### Material supplied
********
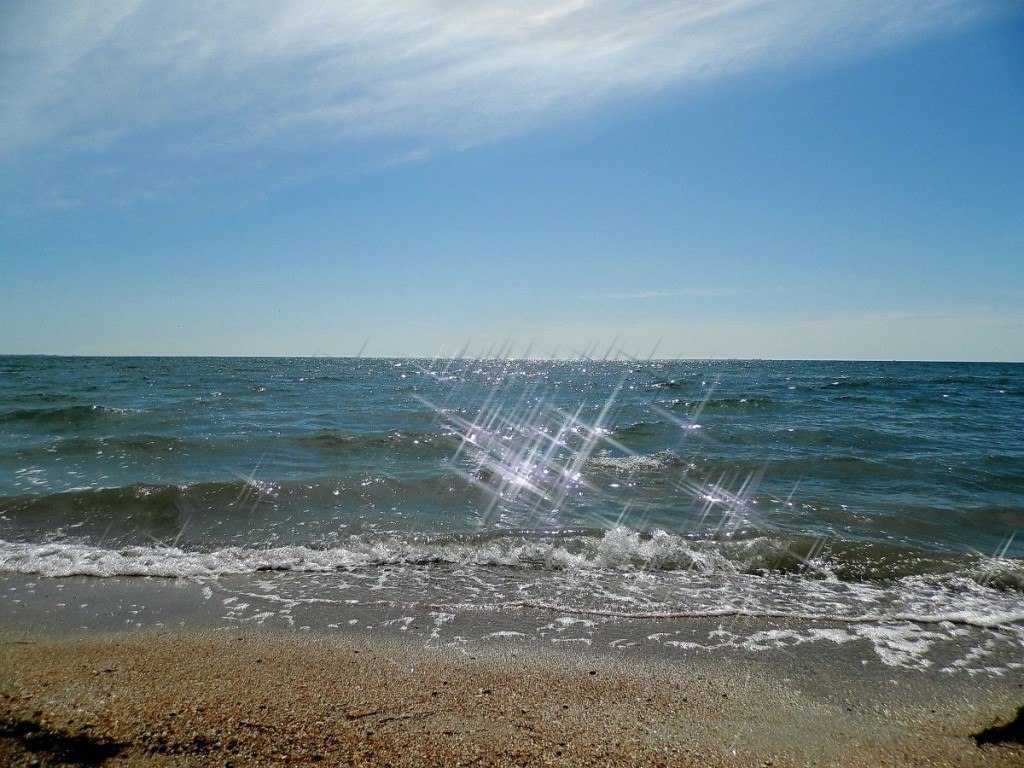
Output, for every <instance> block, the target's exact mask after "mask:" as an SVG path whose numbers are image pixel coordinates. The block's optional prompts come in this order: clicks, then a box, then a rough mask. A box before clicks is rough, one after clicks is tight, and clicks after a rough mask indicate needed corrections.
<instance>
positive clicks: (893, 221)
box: [0, 0, 1024, 361]
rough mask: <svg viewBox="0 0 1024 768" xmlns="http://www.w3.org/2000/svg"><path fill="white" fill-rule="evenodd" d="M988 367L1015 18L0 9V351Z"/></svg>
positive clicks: (1015, 96)
mask: <svg viewBox="0 0 1024 768" xmlns="http://www.w3.org/2000/svg"><path fill="white" fill-rule="evenodd" d="M359 352H361V353H362V354H366V355H374V356H392V355H416V356H426V357H434V356H449V355H454V354H458V353H460V352H462V353H466V354H486V353H488V352H489V353H492V354H494V353H498V352H501V353H503V354H508V355H511V356H522V355H530V356H559V357H575V356H580V355H584V354H591V355H596V356H604V355H605V354H609V355H610V356H616V355H622V356H639V357H647V356H649V355H651V354H653V355H654V356H656V357H687V358H710V357H716V358H722V357H752V358H833V359H953V360H1008V361H1024V3H1021V2H1009V1H1006V0H904V1H903V2H899V3H893V2H891V0H843V1H841V2H829V1H827V0H777V1H776V2H768V1H766V0H720V1H719V2H709V1H708V0H678V1H676V2H669V1H662V0H646V1H644V2H634V1H632V0H617V1H616V2H611V1H610V0H608V1H595V0H569V1H564V2H555V1H553V0H552V1H548V2H540V1H539V0H518V1H516V2H512V1H506V0H493V1H490V2H479V1H478V0H449V1H447V2H430V1H428V0H390V1H389V2H387V3H383V2H369V1H360V0H351V1H350V2H344V3H334V4H332V3H321V2H306V1H298V0H296V1H293V2H275V3H242V4H239V3H216V2H204V3H196V4H187V3H171V4H168V3H163V2H154V1H151V0H137V1H136V0H126V1H123V2H122V1H120V0H109V1H105V2H83V3H75V4H66V3H37V2H30V1H23V0H13V1H8V2H6V3H4V4H3V6H2V7H0V353H47V354H203V355H207V354H213V355H219V354H228V355H354V354H357V353H359Z"/></svg>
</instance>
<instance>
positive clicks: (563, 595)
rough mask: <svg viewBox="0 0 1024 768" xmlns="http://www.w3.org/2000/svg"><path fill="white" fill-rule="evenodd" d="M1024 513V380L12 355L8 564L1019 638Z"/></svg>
mask: <svg viewBox="0 0 1024 768" xmlns="http://www.w3.org/2000/svg"><path fill="white" fill-rule="evenodd" d="M1022 527H1024V366H1020V365H1002V364H1000V365H995V364H991V365H982V364H906V362H808V361H783V362H778V361H717V360H716V361H603V362H602V361H592V360H574V361H523V360H476V359H473V360H438V361H427V360H410V359H401V360H398V359H321V358H296V359H284V358H270V359H252V358H60V357H0V572H3V571H6V572H13V573H28V574H40V575H44V577H66V575H82V574H85V575H95V577H105V578H113V577H126V575H127V577H134V575H160V577H169V578H191V579H217V578H225V577H228V575H232V574H233V575H242V577H244V575H246V574H257V573H260V572H263V571H274V572H278V573H279V574H290V575H288V578H287V579H286V578H281V577H279V578H278V579H275V580H270V581H268V582H267V583H268V584H275V585H278V586H276V587H275V588H274V589H275V590H278V592H274V590H270V591H269V592H270V594H271V596H273V595H278V596H281V595H286V594H287V596H288V599H289V600H293V601H295V600H298V601H300V602H301V601H302V600H318V599H323V600H328V599H334V598H331V597H330V595H337V594H340V593H341V592H342V591H348V592H347V593H346V594H347V595H349V596H353V595H354V596H355V597H351V598H350V599H356V600H372V599H376V597H379V594H377V593H381V592H382V591H383V593H384V594H385V595H386V598H387V600H389V601H391V602H392V603H394V604H395V605H401V604H412V603H419V604H430V605H435V606H449V607H451V608H452V609H453V610H476V611H492V612H494V613H496V614H497V613H500V612H502V611H509V610H513V609H517V606H521V605H534V606H538V607H543V608H544V609H549V608H551V609H556V610H562V611H564V612H565V613H566V615H579V616H584V615H593V616H601V615H614V616H627V617H628V616H646V617H654V616H666V617H669V616H678V615H680V614H688V615H706V616H715V615H720V614H721V615H736V614H742V615H762V616H779V617H784V616H793V617H801V616H803V617H809V618H811V620H814V618H821V617H827V618H839V620H840V621H842V622H846V623H847V624H848V626H849V627H850V628H852V630H851V631H855V632H859V633H860V635H864V636H867V635H870V634H871V632H872V631H873V630H871V629H870V628H871V627H886V628H889V629H891V628H892V627H896V628H902V627H904V626H905V627H906V632H908V633H910V635H913V634H914V633H918V635H919V636H920V638H925V637H926V635H927V636H928V637H932V636H934V635H935V634H936V633H939V634H941V633H946V634H947V635H948V636H949V637H950V638H952V637H953V636H955V635H956V633H958V632H962V631H963V630H964V628H966V627H970V628H972V631H977V632H981V633H982V634H983V635H984V633H989V635H990V636H991V638H1001V639H1007V638H1010V639H1012V640H1013V641H1014V642H1022V643H1024V536H1018V531H1019V529H1020V528H1022ZM372 593H373V594H372ZM296 604H299V603H296ZM338 604H339V605H343V604H345V603H344V601H343V600H342V601H341V602H339V603H338ZM349 604H351V603H349ZM985 637H987V636H985ZM911 640H912V637H911ZM781 641H782V640H780V642H781ZM984 641H985V638H984V637H980V638H979V641H978V644H979V647H981V646H983V645H984ZM939 644H941V643H939ZM932 645H933V646H934V645H935V642H933V643H932ZM908 647H909V646H908Z"/></svg>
********
### Exercise brief
Using the records above, determine how many lines hold the word "instance", and answer with that figure only.

### Result
4